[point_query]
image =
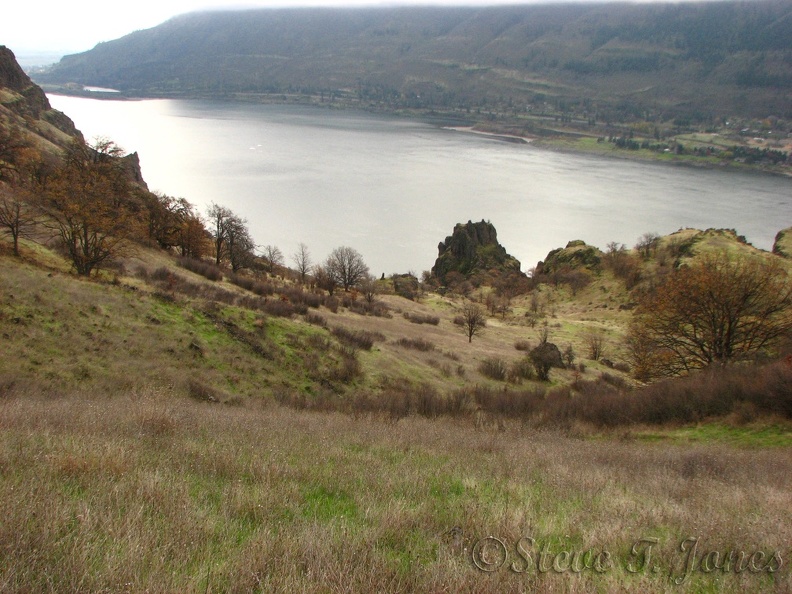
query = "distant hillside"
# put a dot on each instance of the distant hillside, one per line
(24, 106)
(611, 61)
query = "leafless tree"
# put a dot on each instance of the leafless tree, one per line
(474, 319)
(647, 244)
(595, 341)
(87, 203)
(369, 288)
(346, 267)
(240, 246)
(324, 280)
(219, 219)
(302, 261)
(14, 215)
(272, 256)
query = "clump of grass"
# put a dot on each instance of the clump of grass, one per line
(493, 368)
(520, 370)
(522, 345)
(362, 339)
(417, 318)
(262, 289)
(418, 344)
(316, 319)
(207, 270)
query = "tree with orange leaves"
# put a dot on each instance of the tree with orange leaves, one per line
(87, 202)
(715, 310)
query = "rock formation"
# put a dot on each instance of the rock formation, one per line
(472, 248)
(577, 254)
(25, 103)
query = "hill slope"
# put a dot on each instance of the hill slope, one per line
(692, 60)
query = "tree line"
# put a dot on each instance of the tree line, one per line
(90, 204)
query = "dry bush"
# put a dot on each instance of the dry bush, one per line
(419, 344)
(493, 368)
(522, 345)
(263, 289)
(279, 308)
(205, 269)
(519, 370)
(368, 308)
(417, 318)
(362, 339)
(316, 319)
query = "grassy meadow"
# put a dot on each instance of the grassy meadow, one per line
(161, 432)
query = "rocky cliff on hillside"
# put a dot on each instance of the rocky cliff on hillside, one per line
(577, 254)
(783, 243)
(23, 101)
(472, 248)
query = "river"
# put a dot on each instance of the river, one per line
(394, 188)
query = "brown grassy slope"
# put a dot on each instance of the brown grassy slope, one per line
(147, 491)
(133, 329)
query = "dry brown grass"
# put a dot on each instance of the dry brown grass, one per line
(148, 491)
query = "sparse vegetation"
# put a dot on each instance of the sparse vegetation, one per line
(243, 431)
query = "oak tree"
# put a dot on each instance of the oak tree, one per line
(712, 311)
(346, 267)
(86, 201)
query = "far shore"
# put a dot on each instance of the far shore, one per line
(569, 141)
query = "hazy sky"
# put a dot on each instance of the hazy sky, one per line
(70, 26)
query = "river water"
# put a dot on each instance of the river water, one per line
(394, 188)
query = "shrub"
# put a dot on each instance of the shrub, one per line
(362, 339)
(416, 318)
(419, 344)
(316, 319)
(493, 368)
(519, 370)
(205, 269)
(280, 308)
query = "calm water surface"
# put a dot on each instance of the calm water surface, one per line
(394, 188)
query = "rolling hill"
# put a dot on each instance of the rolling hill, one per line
(607, 62)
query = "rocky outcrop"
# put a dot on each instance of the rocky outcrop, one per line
(472, 248)
(783, 243)
(26, 100)
(577, 254)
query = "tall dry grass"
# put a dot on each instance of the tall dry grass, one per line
(153, 491)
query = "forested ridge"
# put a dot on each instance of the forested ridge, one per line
(601, 61)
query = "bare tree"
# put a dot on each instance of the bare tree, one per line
(474, 319)
(231, 237)
(324, 280)
(712, 311)
(272, 256)
(370, 288)
(302, 261)
(87, 203)
(14, 216)
(239, 246)
(346, 267)
(647, 244)
(595, 341)
(219, 218)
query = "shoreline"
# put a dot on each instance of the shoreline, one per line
(563, 141)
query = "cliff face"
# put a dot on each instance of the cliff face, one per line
(472, 248)
(24, 101)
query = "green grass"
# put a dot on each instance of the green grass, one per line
(766, 436)
(150, 491)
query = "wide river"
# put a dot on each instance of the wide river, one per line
(393, 188)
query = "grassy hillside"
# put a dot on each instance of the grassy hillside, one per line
(146, 446)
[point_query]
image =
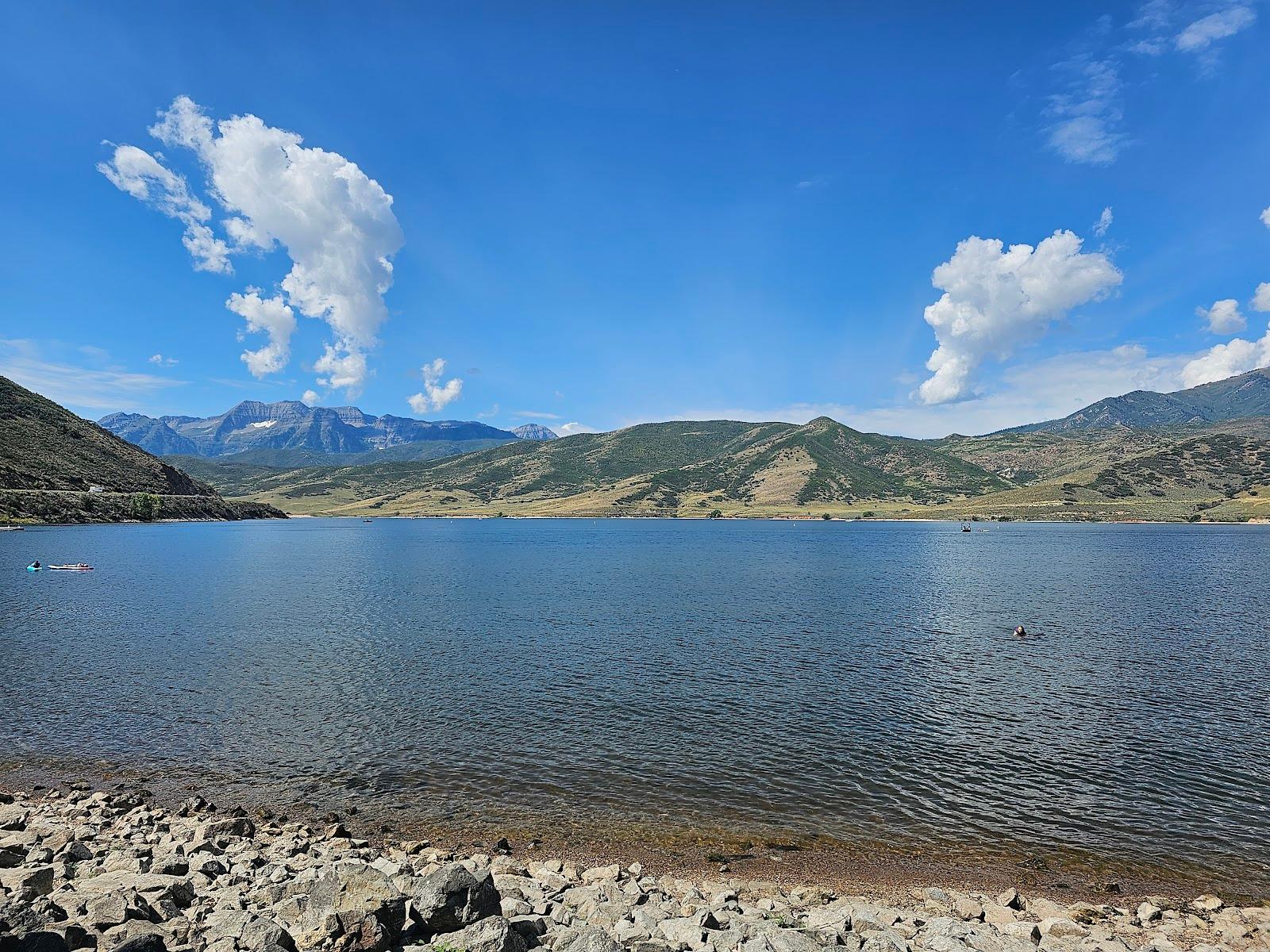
....................
Localice en los registros anteriores cada línea que contenga la palabra "shoreline" y transcríbala íntegra, teniendo en cuenta que se distingue entre mayúsculas y minúsculas.

query = "shoreline"
# put a dot on each instance of the shoreline, one per line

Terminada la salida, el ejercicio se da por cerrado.